■ **Page text**
────────

You'd think Boston and Baltimore had enough of me last January when I trounced them in the first Great Poe Debate.  Well, here we go again.  I'm bringing the Philly Poe gospel on the road as I travel to Boston for the Great Poe Debate II. 

To help kick off a new exhibit at the Boston Public Library, "The Raven in the Frog Pond," the Philly Poe Guy will once again take on that cranky guy from Baltimore, Jeff Jerome, and that upstart from Boston, Paul Lewis.  The Debate will be tomorrow, Thursday Dec 17 at 7PM and moderated by Charles Pierce.  More info here.

Lewis gazing up at my Poe scholarly statureBoston College Prof Lewis, has been getting lots of press lately (in the Beantown papers) with his shameless jump onto my coat tails.  Let's set the record straight, my call for Poe's literary legacy to reside in Philadelphia is a matter of correcting literary history (as well as a call to acknowledge the literary tradition of Philadelphia Gothic).  That Poe had a relationship with Boston (he was born there) and feuds with Boston writers (he hated the transcendentalists) is not nearly enough to claim any kind of literary legacy.  I won't even bother with Baltimore's sham claims.

────────

■ **Given task a**
Print the text about the Great Poe Debate II exactly as it appears, from beginning to end.
The text and the rows that follow it are separate material and bear no relation to each other.

Stored items from a collection
────────

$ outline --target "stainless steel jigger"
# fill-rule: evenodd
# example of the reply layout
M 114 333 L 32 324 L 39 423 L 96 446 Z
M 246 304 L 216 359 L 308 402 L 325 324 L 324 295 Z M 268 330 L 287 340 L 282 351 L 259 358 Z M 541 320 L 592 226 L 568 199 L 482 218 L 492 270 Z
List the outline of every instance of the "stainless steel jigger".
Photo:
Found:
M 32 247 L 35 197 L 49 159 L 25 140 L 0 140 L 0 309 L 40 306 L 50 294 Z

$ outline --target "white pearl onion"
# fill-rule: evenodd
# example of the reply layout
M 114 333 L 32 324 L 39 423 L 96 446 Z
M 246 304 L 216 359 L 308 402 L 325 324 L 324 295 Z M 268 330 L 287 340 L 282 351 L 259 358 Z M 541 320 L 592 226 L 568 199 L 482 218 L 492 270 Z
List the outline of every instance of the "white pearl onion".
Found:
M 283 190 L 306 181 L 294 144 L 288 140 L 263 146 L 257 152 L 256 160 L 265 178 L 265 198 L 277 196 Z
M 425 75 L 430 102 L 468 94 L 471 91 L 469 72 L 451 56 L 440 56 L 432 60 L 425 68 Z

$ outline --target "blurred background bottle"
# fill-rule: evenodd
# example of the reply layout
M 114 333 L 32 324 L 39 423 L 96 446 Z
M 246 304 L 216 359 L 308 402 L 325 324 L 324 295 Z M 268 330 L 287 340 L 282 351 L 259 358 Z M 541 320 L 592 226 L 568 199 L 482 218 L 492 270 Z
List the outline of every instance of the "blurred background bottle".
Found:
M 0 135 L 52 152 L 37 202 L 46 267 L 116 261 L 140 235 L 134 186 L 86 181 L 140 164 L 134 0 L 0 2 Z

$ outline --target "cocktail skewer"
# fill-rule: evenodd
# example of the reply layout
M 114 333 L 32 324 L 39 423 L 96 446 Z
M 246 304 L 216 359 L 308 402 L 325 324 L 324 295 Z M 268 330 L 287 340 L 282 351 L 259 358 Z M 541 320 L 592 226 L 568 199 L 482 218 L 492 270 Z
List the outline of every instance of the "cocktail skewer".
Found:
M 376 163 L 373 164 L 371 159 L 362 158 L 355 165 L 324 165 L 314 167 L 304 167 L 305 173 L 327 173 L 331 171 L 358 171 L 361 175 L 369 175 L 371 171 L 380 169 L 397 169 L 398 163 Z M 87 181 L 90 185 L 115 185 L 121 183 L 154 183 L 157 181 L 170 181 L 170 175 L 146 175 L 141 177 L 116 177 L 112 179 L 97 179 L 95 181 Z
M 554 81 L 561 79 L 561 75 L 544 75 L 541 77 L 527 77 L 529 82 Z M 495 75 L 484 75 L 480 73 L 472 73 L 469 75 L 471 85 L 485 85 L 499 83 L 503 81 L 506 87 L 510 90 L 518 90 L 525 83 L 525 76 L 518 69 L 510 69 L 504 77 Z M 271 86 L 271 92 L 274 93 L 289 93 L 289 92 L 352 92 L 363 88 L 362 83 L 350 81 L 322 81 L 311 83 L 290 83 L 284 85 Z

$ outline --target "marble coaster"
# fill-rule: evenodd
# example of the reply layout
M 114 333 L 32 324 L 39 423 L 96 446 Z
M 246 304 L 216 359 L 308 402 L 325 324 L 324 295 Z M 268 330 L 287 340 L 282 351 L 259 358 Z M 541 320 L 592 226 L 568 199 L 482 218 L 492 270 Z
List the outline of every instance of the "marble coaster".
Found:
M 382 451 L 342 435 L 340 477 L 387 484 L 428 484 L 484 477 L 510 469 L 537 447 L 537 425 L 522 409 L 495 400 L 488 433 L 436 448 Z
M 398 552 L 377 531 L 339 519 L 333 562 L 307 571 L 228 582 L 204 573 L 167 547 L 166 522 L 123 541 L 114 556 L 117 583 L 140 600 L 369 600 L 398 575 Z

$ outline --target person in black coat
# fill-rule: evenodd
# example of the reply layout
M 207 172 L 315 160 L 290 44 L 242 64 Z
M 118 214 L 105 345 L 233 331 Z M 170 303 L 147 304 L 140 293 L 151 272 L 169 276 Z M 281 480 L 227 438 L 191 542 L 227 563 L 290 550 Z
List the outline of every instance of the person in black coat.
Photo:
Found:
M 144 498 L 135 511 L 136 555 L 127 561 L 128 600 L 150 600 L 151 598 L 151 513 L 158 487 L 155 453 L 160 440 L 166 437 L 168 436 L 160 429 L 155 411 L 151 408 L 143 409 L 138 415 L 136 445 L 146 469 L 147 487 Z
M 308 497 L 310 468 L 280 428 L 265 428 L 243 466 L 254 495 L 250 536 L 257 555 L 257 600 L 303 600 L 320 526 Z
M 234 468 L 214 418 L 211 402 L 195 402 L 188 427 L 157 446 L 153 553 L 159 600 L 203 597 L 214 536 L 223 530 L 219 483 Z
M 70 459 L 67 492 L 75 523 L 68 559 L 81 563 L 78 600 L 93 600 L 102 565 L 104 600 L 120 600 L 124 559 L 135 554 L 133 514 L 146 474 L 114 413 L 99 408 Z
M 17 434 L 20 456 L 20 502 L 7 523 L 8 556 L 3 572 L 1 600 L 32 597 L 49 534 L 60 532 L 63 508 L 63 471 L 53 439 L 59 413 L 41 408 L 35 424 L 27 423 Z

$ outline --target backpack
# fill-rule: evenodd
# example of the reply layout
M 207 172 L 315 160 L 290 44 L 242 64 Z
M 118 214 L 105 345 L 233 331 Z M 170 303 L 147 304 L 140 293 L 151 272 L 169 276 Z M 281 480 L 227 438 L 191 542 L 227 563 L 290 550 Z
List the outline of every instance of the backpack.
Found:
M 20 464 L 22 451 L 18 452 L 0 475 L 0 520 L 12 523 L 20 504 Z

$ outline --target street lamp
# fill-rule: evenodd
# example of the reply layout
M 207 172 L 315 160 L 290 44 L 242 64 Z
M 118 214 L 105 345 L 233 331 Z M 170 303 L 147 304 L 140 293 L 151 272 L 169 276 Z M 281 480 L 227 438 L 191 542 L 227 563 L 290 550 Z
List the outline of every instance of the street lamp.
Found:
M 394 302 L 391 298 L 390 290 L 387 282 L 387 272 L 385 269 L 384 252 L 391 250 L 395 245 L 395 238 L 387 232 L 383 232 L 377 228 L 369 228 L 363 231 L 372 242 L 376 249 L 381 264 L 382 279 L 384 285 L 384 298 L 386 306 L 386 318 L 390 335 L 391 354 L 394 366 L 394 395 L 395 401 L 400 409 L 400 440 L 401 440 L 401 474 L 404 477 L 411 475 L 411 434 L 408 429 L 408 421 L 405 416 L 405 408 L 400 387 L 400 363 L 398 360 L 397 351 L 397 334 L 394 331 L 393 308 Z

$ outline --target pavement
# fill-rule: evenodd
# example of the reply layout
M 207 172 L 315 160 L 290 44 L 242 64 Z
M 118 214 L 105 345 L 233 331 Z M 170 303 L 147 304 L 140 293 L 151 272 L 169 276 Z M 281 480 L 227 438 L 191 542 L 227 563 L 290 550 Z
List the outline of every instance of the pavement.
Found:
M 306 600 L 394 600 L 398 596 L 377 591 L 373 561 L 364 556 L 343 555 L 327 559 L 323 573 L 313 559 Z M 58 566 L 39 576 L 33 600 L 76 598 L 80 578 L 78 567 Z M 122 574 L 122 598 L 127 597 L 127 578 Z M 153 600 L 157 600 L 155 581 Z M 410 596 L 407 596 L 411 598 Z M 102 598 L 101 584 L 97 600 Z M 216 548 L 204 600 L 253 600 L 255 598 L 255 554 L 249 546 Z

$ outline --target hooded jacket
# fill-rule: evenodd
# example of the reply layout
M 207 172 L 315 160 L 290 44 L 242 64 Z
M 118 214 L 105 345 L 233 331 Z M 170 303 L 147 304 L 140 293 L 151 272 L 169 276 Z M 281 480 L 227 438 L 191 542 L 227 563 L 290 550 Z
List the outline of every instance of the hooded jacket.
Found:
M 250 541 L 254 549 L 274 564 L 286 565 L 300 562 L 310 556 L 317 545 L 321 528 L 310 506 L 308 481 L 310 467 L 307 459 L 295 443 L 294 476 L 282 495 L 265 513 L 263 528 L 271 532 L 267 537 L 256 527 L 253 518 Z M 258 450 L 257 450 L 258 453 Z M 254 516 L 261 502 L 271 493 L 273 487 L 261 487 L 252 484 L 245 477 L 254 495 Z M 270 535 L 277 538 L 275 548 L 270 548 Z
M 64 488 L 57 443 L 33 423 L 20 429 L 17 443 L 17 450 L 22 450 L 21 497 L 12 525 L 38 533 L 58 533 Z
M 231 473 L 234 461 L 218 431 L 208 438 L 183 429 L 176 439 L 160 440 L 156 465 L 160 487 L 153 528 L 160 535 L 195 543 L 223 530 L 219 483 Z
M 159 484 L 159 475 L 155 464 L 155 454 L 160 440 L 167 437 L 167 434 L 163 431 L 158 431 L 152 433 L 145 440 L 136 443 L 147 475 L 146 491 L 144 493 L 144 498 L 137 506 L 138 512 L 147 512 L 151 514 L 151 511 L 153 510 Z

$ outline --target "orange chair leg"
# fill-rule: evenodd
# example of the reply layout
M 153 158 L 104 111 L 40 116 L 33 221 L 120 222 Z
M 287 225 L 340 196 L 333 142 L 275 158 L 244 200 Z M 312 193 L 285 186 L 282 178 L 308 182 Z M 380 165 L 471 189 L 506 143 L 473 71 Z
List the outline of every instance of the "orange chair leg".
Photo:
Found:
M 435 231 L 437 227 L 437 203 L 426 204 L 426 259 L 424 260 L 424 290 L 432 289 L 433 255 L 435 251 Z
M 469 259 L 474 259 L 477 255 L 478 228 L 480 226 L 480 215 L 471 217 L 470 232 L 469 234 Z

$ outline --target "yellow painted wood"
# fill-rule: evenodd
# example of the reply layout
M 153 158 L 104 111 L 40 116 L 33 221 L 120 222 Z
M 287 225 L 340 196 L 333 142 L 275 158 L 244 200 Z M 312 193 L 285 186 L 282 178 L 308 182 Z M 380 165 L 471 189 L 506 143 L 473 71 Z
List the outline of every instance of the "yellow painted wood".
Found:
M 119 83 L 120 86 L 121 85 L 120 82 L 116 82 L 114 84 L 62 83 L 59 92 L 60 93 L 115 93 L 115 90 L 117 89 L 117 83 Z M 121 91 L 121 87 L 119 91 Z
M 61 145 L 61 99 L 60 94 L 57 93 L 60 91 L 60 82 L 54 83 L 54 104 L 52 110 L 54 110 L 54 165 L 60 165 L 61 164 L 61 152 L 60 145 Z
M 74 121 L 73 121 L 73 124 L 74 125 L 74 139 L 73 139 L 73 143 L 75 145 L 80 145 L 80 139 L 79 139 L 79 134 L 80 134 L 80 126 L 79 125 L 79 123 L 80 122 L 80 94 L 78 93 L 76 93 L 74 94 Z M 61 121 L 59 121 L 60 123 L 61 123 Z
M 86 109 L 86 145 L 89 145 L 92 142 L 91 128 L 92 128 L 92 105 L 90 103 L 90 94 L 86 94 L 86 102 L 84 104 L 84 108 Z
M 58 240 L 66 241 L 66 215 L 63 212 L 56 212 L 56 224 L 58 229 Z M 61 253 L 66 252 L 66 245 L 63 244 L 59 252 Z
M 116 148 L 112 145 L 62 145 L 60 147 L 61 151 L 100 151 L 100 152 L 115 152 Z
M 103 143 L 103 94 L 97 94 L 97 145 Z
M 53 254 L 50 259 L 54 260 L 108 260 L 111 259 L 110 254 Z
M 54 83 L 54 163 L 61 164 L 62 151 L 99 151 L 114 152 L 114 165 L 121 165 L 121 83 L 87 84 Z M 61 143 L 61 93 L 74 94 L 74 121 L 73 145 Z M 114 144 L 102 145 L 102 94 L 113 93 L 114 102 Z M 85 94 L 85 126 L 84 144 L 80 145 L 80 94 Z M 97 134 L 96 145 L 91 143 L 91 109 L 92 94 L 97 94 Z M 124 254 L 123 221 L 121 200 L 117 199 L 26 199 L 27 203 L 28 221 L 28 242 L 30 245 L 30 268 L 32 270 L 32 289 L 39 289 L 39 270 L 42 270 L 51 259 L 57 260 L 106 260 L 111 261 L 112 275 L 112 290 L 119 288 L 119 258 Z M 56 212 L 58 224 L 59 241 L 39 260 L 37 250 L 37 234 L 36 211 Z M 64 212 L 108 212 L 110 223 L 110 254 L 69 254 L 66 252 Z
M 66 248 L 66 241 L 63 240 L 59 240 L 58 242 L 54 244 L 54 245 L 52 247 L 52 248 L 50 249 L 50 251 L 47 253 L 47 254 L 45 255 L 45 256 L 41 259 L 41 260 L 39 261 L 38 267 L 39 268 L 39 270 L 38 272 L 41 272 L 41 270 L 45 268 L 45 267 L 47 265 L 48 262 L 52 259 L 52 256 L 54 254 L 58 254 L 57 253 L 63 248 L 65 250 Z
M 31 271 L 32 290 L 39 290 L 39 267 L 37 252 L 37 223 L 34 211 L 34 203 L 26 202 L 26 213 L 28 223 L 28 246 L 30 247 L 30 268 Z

────────

■ **Given task b**
From the rows, output the lines running from the line containing "--target street lamp" up to and including the line containing "M 394 302 L", reproduced exactly and with nothing else.

■ **Exercise output a**
You'd think Boston and Baltimore had enough of me last January when I trounced them in the first Great Poe Debate.  Well, here we go again.  I'm bringing the Philly Poe gospel on the road as I travel to Boston for the Great Poe Debate II. 

To help kick off a new exhibit at the Boston Public Library, "The Raven in the Frog Pond," the Philly Poe Guy will once again take on that cranky guy from Baltimore, Jeff Jerome, and that upstart from Boston, Paul Lewis.  The Debate will be tomorrow, Thursday Dec 17 at 7PM and moderated by Charles Pierce.  More info here.

Lewis gazing up at my Poe scholarly statureBoston College Prof Lewis, has been getting lots of press lately (in the Beantown papers) with his shameless jump onto my coat tails.  Let's set the record straight, my call for Poe's literary legacy to reside in Philadelphia is a matter of correcting literary history (as well as a call to acknowledge the literary tradition of Philadelphia Gothic).  That Poe had a relationship with Boston (he was born there) and feuds with Boston writers (he hated the transcendentalists) is not nearly enough to claim any kind of literary legacy.  I won't even bother with Baltimore's sham claims.

■ **Exercise output b**
$ outline --target street lamp
# fill-rule: evenodd
# example of the reply layout
M 207 172 L 315 160 L 290 44 L 242 64 Z
M 118 214 L 105 345 L 233 331 Z M 170 303 L 147 304 L 140 293 L 151 272 L 169 276 Z M 281 480 L 227 438 L 191 542 L 227 563 L 290 550 Z
List the outline of every instance of the street lamp.
Found:
M 394 302 L 391 298 L 390 290 L 387 282 L 387 272 L 385 269 L 384 252 L 391 250 L 395 245 L 395 238 L 387 232 L 383 232 L 377 228 L 369 228 L 363 231 L 372 242 L 376 249 L 381 264 L 382 279 L 384 285 L 384 298 L 386 306 L 386 318 L 390 335 L 391 354 L 394 366 L 394 395 L 395 401 L 400 409 L 400 440 L 401 440 L 401 474 L 404 477 L 411 475 L 411 434 L 408 429 L 408 421 L 405 416 L 405 408 L 400 387 L 400 363 L 398 360 L 397 351 L 397 334 L 394 331 L 393 308 Z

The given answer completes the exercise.